**Your tasks**:
1. In the text on workplace dress and grooming rules, whose spokeswoman is quoted on hair styling?
2. Pick up the text on Title VII and workplace dress codes after its final sentence, and continue it in the same voice.

**Text excerpt**:
__________

We recently wrote that Title VII does not prohibit dress or grooming rules per se, but that such rules may run afoul of Title VII if they have a disparate impact on, for example, employees who have religious beliefs which require a certain dress or hair style.
With regard to hair styling in particular, we quoted a Missouri Department of Labor spokeswoman:
"An employer may condition a job on an employee's compliance with the employer's hair styling preferences, unless the employee's alternative hair styling preference is connected with the employee's inclusion in a protected category. For example, a particular hair style may be a tenet of the employee's religion, or the employer may decline to hire a prospective employee because the employee is considered to be disabled because of his or her hair style (such as believing someone without hair to be suffering from cancer)."
We just found a very comprehensive article on workplace dress codes, and whether they may impact not only the religious beliefs of employees, but also have a disparate gender impact.

__________

**Records provided**:
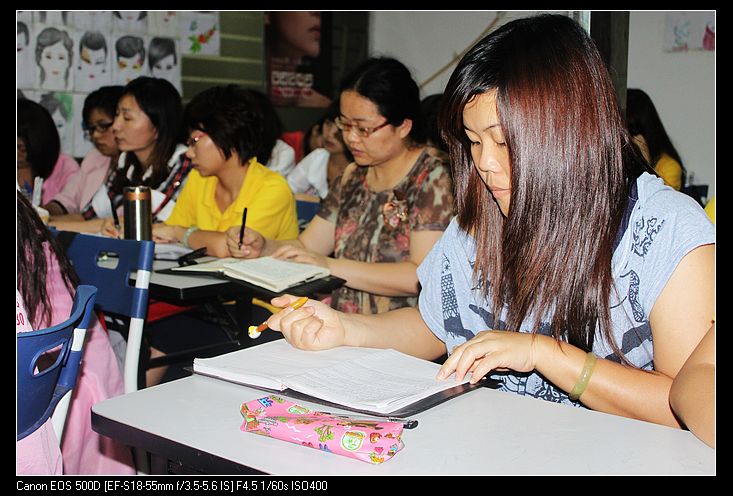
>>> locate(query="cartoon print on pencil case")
[440,256,475,341]
[318,443,333,453]
[632,217,664,257]
[313,424,333,442]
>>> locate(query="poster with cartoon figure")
[33,26,74,91]
[112,10,148,34]
[148,10,180,38]
[16,17,36,88]
[71,10,112,33]
[664,11,715,52]
[180,12,221,55]
[74,30,112,93]
[71,93,92,157]
[148,37,183,93]
[33,10,71,27]
[112,34,147,86]
[37,91,74,154]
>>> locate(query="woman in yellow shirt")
[153,85,298,257]
[626,88,687,191]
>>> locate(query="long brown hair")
[15,191,79,329]
[440,15,641,360]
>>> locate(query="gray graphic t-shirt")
[417,173,715,405]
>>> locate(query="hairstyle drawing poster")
[112,34,148,86]
[16,10,183,158]
[37,91,74,153]
[71,10,112,34]
[147,36,183,94]
[16,17,36,88]
[74,30,112,93]
[112,10,148,34]
[148,10,180,38]
[33,10,71,27]
[71,93,92,157]
[33,25,74,91]
[664,11,715,52]
[265,11,331,107]
[180,12,221,55]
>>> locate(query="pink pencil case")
[241,395,404,464]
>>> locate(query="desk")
[92,375,715,475]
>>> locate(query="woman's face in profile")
[270,12,321,58]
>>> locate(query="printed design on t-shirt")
[468,305,506,331]
[632,217,664,257]
[440,256,475,341]
[527,374,568,403]
[621,270,646,322]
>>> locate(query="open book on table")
[193,340,478,417]
[170,257,330,293]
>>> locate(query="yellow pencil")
[247,296,308,339]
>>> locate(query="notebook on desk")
[161,257,331,293]
[193,340,480,417]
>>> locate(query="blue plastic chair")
[56,231,155,393]
[16,285,97,443]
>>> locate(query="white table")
[92,376,716,475]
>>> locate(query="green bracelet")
[181,226,199,248]
[568,351,596,401]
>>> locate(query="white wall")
[628,12,715,197]
[369,11,715,195]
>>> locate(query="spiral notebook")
[168,257,331,293]
[193,340,480,417]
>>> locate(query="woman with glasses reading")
[43,86,122,217]
[51,77,191,236]
[227,58,453,313]
[153,85,298,257]
[268,15,715,427]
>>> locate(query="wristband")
[568,351,596,401]
[181,226,199,248]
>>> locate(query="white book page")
[225,257,329,291]
[193,340,380,396]
[284,350,471,413]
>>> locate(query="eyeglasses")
[84,121,114,138]
[333,116,389,138]
[186,133,208,148]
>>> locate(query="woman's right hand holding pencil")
[267,295,346,351]
[226,226,266,258]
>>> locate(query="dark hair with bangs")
[439,15,645,361]
[112,76,183,190]
[183,84,275,165]
[339,57,427,145]
[17,98,61,179]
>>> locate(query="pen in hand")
[239,207,247,250]
[247,296,308,339]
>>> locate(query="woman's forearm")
[536,335,680,427]
[341,307,446,360]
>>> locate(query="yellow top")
[654,153,682,191]
[165,159,298,240]
[705,196,715,224]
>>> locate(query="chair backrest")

__________

**Numbered answers**:
1. A Missouri Department of Labor spokeswoman.

2.
The Business Management Daily of June 4, 2012 prefaces its article by noting that “Female employees who are accused of wearing clothing that is too revealing may complain of sexism. Male employees prohibited from wearing shorts, for example, may argue that a double standard exists because females are permitted to wear skirts. But don’t let employees’ complaints prevent you from upholding your company’s appearance standards. Employers have the right to define appropriate attire in their workplaces.”
The article then goes on to describe what is appropriate workplace dress, and what is appropriate workplace dress codes, and poses a set of questions and challenges you to “Test your casual dress code policy against these questions to see if you are on safe ground.”